# Görev
Aşağıdaki listenin tamamını, "negative clicks" geçen her yere "background clicks" koyarak yeniden yazın. Geri kalan hiçbir şeyi değiştirmeyin.

Koleksiyon girdileri
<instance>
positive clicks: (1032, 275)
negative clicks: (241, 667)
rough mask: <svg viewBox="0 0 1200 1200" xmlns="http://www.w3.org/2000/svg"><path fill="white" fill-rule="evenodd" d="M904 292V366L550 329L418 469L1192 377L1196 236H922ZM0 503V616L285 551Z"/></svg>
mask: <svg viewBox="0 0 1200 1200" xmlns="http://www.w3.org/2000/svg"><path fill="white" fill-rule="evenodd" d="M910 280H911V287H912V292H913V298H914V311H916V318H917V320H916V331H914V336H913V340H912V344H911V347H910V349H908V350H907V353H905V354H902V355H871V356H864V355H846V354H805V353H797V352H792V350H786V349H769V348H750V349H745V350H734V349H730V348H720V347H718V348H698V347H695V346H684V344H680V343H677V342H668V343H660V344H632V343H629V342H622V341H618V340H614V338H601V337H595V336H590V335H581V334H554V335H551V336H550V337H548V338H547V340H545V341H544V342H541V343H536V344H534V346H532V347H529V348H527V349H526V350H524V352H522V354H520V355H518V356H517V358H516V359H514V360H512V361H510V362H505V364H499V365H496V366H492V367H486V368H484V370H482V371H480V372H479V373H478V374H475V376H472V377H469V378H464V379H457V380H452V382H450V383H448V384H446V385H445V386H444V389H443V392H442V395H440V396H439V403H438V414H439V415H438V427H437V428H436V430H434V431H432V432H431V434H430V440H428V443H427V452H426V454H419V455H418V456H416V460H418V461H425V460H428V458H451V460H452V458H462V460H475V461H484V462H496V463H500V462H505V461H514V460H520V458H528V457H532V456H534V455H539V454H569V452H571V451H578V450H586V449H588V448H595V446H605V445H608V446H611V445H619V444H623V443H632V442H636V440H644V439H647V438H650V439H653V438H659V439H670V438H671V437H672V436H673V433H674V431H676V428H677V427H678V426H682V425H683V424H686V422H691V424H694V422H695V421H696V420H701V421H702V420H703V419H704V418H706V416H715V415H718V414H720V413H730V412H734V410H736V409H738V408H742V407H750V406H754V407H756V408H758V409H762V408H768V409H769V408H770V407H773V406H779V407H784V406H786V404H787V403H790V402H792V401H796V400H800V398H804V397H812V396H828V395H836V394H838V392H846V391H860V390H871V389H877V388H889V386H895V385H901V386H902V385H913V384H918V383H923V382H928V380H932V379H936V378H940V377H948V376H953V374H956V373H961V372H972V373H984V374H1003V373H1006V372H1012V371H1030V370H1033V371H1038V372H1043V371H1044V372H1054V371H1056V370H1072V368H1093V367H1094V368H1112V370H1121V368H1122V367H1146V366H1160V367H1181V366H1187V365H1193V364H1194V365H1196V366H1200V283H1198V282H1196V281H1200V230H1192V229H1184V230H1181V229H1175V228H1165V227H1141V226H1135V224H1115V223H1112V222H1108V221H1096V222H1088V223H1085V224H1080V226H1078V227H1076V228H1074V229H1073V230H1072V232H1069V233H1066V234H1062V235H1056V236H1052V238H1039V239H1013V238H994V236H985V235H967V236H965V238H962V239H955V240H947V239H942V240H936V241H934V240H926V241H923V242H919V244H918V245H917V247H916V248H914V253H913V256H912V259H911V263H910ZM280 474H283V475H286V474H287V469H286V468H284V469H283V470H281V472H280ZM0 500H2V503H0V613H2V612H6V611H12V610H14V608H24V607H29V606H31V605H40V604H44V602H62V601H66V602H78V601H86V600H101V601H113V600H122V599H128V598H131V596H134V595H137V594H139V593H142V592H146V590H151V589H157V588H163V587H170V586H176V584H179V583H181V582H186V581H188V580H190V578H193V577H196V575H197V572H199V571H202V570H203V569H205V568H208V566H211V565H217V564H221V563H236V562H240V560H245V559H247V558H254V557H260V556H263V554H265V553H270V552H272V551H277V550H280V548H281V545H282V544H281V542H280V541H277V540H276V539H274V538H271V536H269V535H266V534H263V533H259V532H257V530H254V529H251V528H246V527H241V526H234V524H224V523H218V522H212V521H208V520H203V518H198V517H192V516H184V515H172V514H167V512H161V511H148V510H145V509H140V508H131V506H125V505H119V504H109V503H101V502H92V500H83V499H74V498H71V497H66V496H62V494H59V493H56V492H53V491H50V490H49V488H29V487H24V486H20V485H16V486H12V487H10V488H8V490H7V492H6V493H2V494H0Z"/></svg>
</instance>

# Sorunun Cevabı
<instance>
positive clicks: (1032, 275)
background clicks: (241, 667)
rough mask: <svg viewBox="0 0 1200 1200" xmlns="http://www.w3.org/2000/svg"><path fill="white" fill-rule="evenodd" d="M904 292V366L550 329L418 469L1192 377L1196 236H922ZM0 503V616L285 551Z"/></svg>
mask: <svg viewBox="0 0 1200 1200" xmlns="http://www.w3.org/2000/svg"><path fill="white" fill-rule="evenodd" d="M910 280H911V287H912V292H913V298H914V311H916V318H917V320H916V331H914V336H913V340H912V344H911V347H910V349H908V350H907V353H905V354H902V355H871V356H864V355H846V354H805V353H797V352H792V350H786V349H769V348H750V349H745V350H734V349H730V348H720V347H718V348H698V347H695V346H684V344H680V343H677V342H668V343H660V344H632V343H629V342H622V341H618V340H614V338H601V337H595V336H590V335H581V334H554V335H551V336H550V337H548V338H547V340H545V341H544V342H541V343H536V344H534V346H532V347H529V348H527V349H526V350H524V352H522V354H520V355H518V356H517V358H516V359H514V360H512V361H510V362H505V364H499V365H496V366H492V367H486V368H484V370H482V371H480V372H479V373H478V374H475V376H472V377H469V378H464V379H457V380H452V382H450V383H448V384H446V385H445V386H444V389H443V392H442V395H440V396H439V403H438V414H439V415H438V427H437V428H436V430H434V431H432V432H431V434H430V440H428V443H427V452H426V454H419V455H418V456H416V460H418V461H425V460H428V458H451V460H452V458H462V460H475V461H484V462H496V463H500V462H505V461H514V460H520V458H528V457H532V456H534V455H539V454H569V452H571V451H578V450H586V449H588V448H595V446H605V445H608V446H611V445H619V444H623V443H632V442H636V440H644V439H647V438H650V439H653V438H659V439H670V438H671V437H672V436H673V433H674V431H676V428H677V427H678V426H682V425H683V424H686V422H691V424H694V422H695V421H696V420H701V421H702V420H703V419H704V418H706V416H715V415H718V414H720V413H730V412H734V410H736V409H738V408H742V407H750V406H754V407H756V408H758V409H762V408H768V409H769V408H770V407H773V406H779V407H784V406H786V404H787V403H790V402H792V401H796V400H800V398H804V397H812V396H828V395H836V394H838V392H846V391H860V390H871V389H877V388H889V386H895V385H901V386H902V385H913V384H918V383H923V382H928V380H932V379H936V378H940V377H948V376H953V374H956V373H961V372H972V373H984V374H1003V373H1006V372H1012V371H1030V370H1033V371H1038V372H1043V371H1044V372H1054V371H1056V370H1072V368H1093V367H1094V368H1112V370H1121V368H1122V367H1146V366H1160V367H1181V366H1187V365H1193V364H1194V365H1196V366H1200V283H1198V282H1196V281H1200V230H1192V229H1184V230H1181V229H1175V228H1165V227H1141V226H1135V224H1115V223H1112V222H1108V221H1096V222H1088V223H1085V224H1080V226H1078V227H1076V228H1074V229H1073V230H1072V232H1069V233H1066V234H1062V235H1056V236H1052V238H1039V239H1013V238H994V236H985V235H967V236H965V238H962V239H955V240H947V239H942V240H936V241H934V240H926V241H923V242H919V244H918V245H917V247H916V248H914V253H913V256H912V259H911V263H910ZM280 474H283V475H286V474H287V469H286V468H284V469H283V470H281V472H280ZM0 500H2V503H0V613H2V612H6V611H12V610H14V608H24V607H29V606H31V605H40V604H44V602H62V601H66V602H78V601H86V600H101V601H113V600H122V599H128V598H131V596H134V595H137V594H139V593H142V592H146V590H151V589H157V588H163V587H170V586H176V584H179V583H181V582H186V581H188V580H190V578H193V577H196V575H197V572H199V571H202V570H203V569H205V568H208V566H211V565H217V564H221V563H236V562H240V560H245V559H247V558H254V557H260V556H263V554H265V553H270V552H272V551H277V550H280V548H281V545H282V544H281V542H280V541H277V540H276V539H274V538H271V536H269V535H266V534H263V533H259V532H257V530H254V529H251V528H246V527H241V526H234V524H224V523H218V522H212V521H208V520H203V518H198V517H192V516H184V515H172V514H167V512H161V511H148V510H145V509H140V508H131V506H125V505H119V504H109V503H101V502H92V500H83V499H74V498H71V497H66V496H62V494H59V493H56V492H53V491H50V490H49V488H29V487H24V486H20V485H16V486H12V487H10V488H8V490H7V492H6V493H2V494H0Z"/></svg>
</instance>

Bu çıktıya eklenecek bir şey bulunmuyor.